Document ::
His situation was dire, but the example of Alexander—that beacon of strategic success that stood before him always—inspired hope. Alexander too had faced war on two fronts, the rising of Balkan tribes to his north and the revolt of Thebes to his south, soon after ascending the Macedonian throne. He had led his army on a whirlwind campaign, storming the Balkans with terrifying force, then dashing south at unheard-of speed to counter the rebellion of Thebes. The Thebans thought it impossible he could arrive so quickly at their gates; they assumed that it must be Antipater, not Alexander, leading the attack against them. Alexander annihilated their city, a cruel riposte designed to rescue the empire from the double threat it had faced. Subjects on two of his borders had defied him almost simultaneously; he had delivered lightning blows in both directions and prevailed.

Exercise task A :: Copy the passage on Alexander's two-front war word for word, from "His situation was" to "directions and prevailed.", inclusive.
Exercise task B :: In the passage on Alexander's two-front war, who did the Thebans assume was leading the attack against them?
Exercise task C :: Continue the passage on Alexander's two-front war from its last sentence.

Provided data ::

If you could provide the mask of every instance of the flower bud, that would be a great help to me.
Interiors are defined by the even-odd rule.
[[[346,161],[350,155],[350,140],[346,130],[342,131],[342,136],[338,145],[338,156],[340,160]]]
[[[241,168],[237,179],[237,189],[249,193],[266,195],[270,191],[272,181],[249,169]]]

Expected answer A ::
His situation was dire, but the example of Alexander—that beacon of strategic success that stood before him always—inspired hope. Alexander too had faced war on two fronts, the rising of Balkan tribes to his north and the revolt of Thebes to his south, soon after ascending the Macedonian throne. He had led his army on a whirlwind campaign, storming the Balkans with terrifying force, then dashing south at unheard-of speed to counter the rebellion of Thebes. The Thebans thought it impossible he could arrive so quickly at their gates; they assumed that it must be Antipater, not Alexander, leading the attack against them. Alexander annihilated their city, a cruel riposte designed to rescue the empire from the double threat it had faced. Subjects on two of his borders had defied him almost simultaneously; he had delivered lightning blows in both directions and prevailed.

Expected answer B :: Antipater

Expected answer C ::
Perdiccas resolved likewise to strike in quick succession against two foes, Ptolemy to the south and Antipater to the north. His central position at least meant that his enemies could not combine forces. He had the luxury of dealing with them singly, one after the other. His army was strong enough to hold its own against either: he controlled the majority of Alexander’s veterans, including the matchless Silver Shields, whom Craterus had foolishly left behind in Asia. This corps of three thousand, though famous for its headstrong spirit, was fiercely devoted to the royal cause. It would fight under the banner of the joint kings, even against fellow Macedonians, perhaps even against its own former commander, the revered Craterus.
Perdiccas could also count on Eumenes the Greek, his staunch supporter and close confidant, to bring the battle-tested Cappadocian cavalry into the field. Some might take offense at a Greek commander leading Asian horsemen to defend a Macedonian empire against Macedonians, but these were paradoxes Perdiccas had to accept; this was the world Alexander had created. National and ethnic boundaries had dissolved as Alexander’s empire advanced, until all that remained to unite it was the Argead royal house. Perdiccas represented that house, by controlling its two male members. He would take these monarchs with him on his campaign, to bind his armies to him even as he led them against their countrymen.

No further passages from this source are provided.